start
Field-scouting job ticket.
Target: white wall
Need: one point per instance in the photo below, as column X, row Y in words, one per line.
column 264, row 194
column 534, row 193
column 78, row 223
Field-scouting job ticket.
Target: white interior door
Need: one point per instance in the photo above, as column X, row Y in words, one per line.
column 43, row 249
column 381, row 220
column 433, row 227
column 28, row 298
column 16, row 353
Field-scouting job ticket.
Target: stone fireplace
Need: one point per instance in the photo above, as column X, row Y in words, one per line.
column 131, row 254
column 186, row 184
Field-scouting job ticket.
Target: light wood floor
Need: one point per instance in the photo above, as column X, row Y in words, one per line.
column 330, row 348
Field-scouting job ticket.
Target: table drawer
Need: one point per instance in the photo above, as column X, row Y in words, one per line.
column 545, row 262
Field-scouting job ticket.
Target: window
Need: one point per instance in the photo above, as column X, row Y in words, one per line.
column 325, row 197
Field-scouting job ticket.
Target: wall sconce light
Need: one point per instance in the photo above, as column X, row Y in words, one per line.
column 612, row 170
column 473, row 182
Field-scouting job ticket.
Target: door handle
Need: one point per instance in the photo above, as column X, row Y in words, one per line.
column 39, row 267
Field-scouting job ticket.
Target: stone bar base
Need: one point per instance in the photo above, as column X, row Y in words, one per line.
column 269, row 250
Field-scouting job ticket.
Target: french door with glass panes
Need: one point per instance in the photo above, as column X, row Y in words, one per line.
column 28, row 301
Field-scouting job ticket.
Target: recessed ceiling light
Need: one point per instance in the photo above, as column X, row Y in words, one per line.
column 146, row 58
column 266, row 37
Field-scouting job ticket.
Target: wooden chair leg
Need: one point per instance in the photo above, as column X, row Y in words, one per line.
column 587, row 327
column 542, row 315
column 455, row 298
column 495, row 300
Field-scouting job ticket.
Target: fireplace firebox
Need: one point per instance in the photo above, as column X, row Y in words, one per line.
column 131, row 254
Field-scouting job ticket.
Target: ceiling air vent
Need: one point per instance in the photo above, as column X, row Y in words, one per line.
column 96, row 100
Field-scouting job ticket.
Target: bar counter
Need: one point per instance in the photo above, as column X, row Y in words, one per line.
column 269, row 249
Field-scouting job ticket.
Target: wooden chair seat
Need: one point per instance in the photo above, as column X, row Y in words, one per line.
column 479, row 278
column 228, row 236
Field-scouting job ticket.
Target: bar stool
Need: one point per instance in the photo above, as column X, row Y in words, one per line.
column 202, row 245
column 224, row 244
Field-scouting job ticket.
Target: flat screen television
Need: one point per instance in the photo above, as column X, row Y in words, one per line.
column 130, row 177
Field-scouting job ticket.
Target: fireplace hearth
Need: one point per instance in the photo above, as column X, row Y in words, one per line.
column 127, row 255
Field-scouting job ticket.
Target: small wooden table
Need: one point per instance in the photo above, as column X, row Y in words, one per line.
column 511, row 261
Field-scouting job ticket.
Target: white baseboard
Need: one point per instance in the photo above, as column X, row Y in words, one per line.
end
Pick out every line in the records above that contains the word "chair". Copy each of those lines.

Target: wooden chair leg
Target: wooden chair seat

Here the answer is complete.